* [ABOUT THIS EXERCISE] Could you repeat the records shown below exactly as written?

#### RAW DATA ####

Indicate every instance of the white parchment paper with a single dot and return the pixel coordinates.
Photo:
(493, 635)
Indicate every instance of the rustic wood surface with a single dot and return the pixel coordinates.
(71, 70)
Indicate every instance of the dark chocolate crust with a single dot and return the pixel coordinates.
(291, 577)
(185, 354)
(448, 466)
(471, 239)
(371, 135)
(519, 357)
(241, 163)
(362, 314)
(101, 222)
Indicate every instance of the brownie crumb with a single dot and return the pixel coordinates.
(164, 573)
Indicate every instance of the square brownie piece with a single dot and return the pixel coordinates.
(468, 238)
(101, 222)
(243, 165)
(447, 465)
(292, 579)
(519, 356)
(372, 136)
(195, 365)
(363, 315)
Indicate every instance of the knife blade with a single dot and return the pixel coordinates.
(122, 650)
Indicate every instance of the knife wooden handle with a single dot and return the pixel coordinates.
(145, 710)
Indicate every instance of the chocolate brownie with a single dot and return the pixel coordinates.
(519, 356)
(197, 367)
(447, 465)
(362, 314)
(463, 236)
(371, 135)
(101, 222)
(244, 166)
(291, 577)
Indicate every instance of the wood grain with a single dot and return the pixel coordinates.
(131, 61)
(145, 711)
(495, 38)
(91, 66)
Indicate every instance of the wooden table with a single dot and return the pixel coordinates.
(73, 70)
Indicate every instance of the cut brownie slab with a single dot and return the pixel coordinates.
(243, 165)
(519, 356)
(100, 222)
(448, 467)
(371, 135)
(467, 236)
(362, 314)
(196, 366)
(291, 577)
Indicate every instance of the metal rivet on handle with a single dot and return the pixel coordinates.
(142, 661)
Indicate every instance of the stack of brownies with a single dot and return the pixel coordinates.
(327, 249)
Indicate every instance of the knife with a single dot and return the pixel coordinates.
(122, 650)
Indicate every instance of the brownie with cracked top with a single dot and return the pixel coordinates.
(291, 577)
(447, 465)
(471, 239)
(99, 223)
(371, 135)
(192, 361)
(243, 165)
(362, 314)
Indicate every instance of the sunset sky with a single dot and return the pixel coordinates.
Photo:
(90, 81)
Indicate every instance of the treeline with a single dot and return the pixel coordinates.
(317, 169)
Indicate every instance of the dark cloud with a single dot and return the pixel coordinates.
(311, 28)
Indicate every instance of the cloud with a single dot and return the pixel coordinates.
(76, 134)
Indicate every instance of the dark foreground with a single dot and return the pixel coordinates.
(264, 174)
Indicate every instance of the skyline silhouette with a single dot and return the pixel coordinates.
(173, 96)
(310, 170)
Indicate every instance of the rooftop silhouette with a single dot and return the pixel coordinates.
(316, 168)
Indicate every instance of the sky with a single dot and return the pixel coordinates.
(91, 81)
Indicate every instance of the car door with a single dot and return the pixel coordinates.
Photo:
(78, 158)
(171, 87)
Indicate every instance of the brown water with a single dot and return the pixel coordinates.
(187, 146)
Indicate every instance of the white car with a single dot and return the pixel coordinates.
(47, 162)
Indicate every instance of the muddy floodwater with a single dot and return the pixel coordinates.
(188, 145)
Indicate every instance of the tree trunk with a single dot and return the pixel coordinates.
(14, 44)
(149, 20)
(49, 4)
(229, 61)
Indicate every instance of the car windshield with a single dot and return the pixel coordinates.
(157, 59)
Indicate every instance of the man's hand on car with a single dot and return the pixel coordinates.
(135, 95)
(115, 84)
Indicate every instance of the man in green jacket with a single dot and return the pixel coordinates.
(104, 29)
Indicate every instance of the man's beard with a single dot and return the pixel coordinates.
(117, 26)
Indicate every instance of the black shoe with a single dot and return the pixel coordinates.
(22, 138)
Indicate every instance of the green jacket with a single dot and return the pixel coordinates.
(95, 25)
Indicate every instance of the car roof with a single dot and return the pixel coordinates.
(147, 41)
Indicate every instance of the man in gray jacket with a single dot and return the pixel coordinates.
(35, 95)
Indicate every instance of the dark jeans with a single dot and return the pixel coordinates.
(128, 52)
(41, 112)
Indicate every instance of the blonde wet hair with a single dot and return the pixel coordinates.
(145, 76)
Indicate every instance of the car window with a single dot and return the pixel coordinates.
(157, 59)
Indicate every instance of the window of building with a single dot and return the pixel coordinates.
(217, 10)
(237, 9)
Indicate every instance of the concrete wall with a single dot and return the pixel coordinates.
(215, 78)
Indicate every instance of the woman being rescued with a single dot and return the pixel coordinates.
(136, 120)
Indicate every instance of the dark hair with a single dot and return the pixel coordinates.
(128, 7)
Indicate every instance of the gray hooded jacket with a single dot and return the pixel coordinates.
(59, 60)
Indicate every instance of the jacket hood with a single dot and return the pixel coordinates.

####

* [TASK SOLUTION]
Indicate every instance of the white parchment paper with a single dot and return the pixel coordinates.
Photo:
(493, 635)
Indicate every instance of the rustic wood surface with a single dot and return the pixel coordinates.
(71, 70)
Indicate every instance of the dark chocolate crust with a single dot and return the pixel coordinates.
(291, 577)
(185, 354)
(448, 466)
(471, 239)
(371, 135)
(519, 357)
(241, 163)
(362, 314)
(101, 222)
Indicate every instance of the brownie crumb with a single dot and return the pixel coordinates.
(164, 573)
Indicate every instance of the square brownie piece with a single dot and return the pixel coordinates.
(468, 238)
(101, 222)
(243, 165)
(447, 465)
(292, 579)
(519, 356)
(372, 136)
(195, 365)
(363, 315)
Indicate every instance of the knife blade with a single dot and return the pixel coordinates.
(122, 650)
Indicate every instance of the knife wooden handle with a single dot and return the pixel coordinates.
(145, 710)
Indicate every instance of the chocolate brownie with a single dot and return the pixel coordinates.
(519, 356)
(197, 367)
(447, 465)
(362, 314)
(463, 236)
(371, 135)
(101, 222)
(244, 166)
(291, 577)
Indicate every instance of the wood grain with a single dot and return the pixel coordinates.
(131, 61)
(145, 711)
(495, 38)
(91, 66)
Indicate every instance of the wooden table with a single dot and return the pixel coordinates.
(73, 70)
Indicate every instance of the cut brownie slab with a single dot and return the pixel coordinates.
(243, 165)
(519, 356)
(100, 222)
(448, 467)
(371, 135)
(467, 236)
(362, 314)
(196, 366)
(291, 577)
Indicate every instance of the metal rivet on handle with a single dot and return the pixel coordinates.
(142, 661)
Indicate every instance of the stack of brownies with a single dot and return the pixel coordinates.
(327, 249)
Indicate every instance of the knife with a single dot and return the pixel coordinates.
(122, 650)
Indicate every instance of the brownie with cracked top with a single dot and return the pixel coordinates.
(291, 577)
(447, 465)
(471, 239)
(99, 223)
(371, 135)
(192, 361)
(243, 165)
(362, 314)
Indicate every instance of the sunset sky with a single dot and return the pixel coordinates.
Photo:
(90, 81)
Indicate every instance of the treeline with a single dot and return the pixel coordinates.
(317, 169)
Indicate every instance of the dark cloud with a single dot and return the pixel coordinates.
(311, 28)
Indicate every instance of the cloud with a single dot and return the pixel coordinates.
(76, 134)
Indicate every instance of the dark foreground with a single dot and return the pixel coordinates.
(264, 174)
Indicate every instance of the skyline silhouette with a single dot and return the pixel coordinates.
(173, 96)
(310, 170)
Indicate every instance of the rooftop silhouette with a single dot and return the pixel coordinates.
(316, 168)
Indicate every instance of the sky with a single dot and return the pixel coordinates.
(91, 81)
Indicate every instance of the car door with a single dot and return the pixel coordinates.
Photo:
(78, 158)
(171, 87)
Indicate every instance of the brown water with a single dot and return the pixel coordinates.
(187, 146)
Indicate every instance of the white car with a single dot and return the pixel coordinates.
(47, 162)
Indicate every instance of the muddy floodwater with a single dot and return the pixel coordinates.
(188, 145)
Indicate every instance of the tree trunk with a single dot and return the pixel coordinates.
(14, 44)
(149, 20)
(49, 4)
(229, 61)
Indicate every instance of the car windshield with a single dot and return the pixel coordinates.
(157, 59)
Indicate every instance of the man's hand on car with a single dot and return the pixel coordinates.
(135, 95)
(115, 84)
Indicate every instance of the man in green jacket with a single dot and return the pixel coordinates.
(104, 29)
Indicate every instance of the man's beard with a single dot and return the pixel coordinates.
(117, 26)
Indicate every instance of the black shoe with a single dot and return the pixel coordinates.
(22, 138)
Indicate every instance of the green jacket with a single dot and return the pixel coordinates.
(95, 25)
Indicate every instance of the car roof with a single dot and return the pixel coordinates.
(147, 41)
Indicate every instance of the man in gray jacket with a single dot and return the pixel coordinates.
(35, 95)
Indicate every instance of the dark jeans with a single dot and return the pixel coordinates.
(128, 52)
(41, 112)
Indicate every instance of the blonde wet hair with a single dot and return the pixel coordinates.
(145, 76)
Indicate every instance of the car window with a single dot and return the pixel coordinates.
(157, 59)
Indicate every instance of the window of building with a single dot and return the pixel coordinates.
(217, 10)
(237, 9)
Indicate every instance of the concrete wall with a single dot and return the pixel coordinates.
(215, 78)
Indicate every instance of the woman being rescued with a single dot and return the pixel coordinates.
(136, 120)
Indicate every instance of the dark hair with a single dot and return the pixel coordinates.
(128, 7)
Indicate every instance of the gray hooded jacket with a single dot and return the pixel coordinates.
(59, 60)
Indicate every instance of the jacket hood with a single dot and return the pixel coordinates.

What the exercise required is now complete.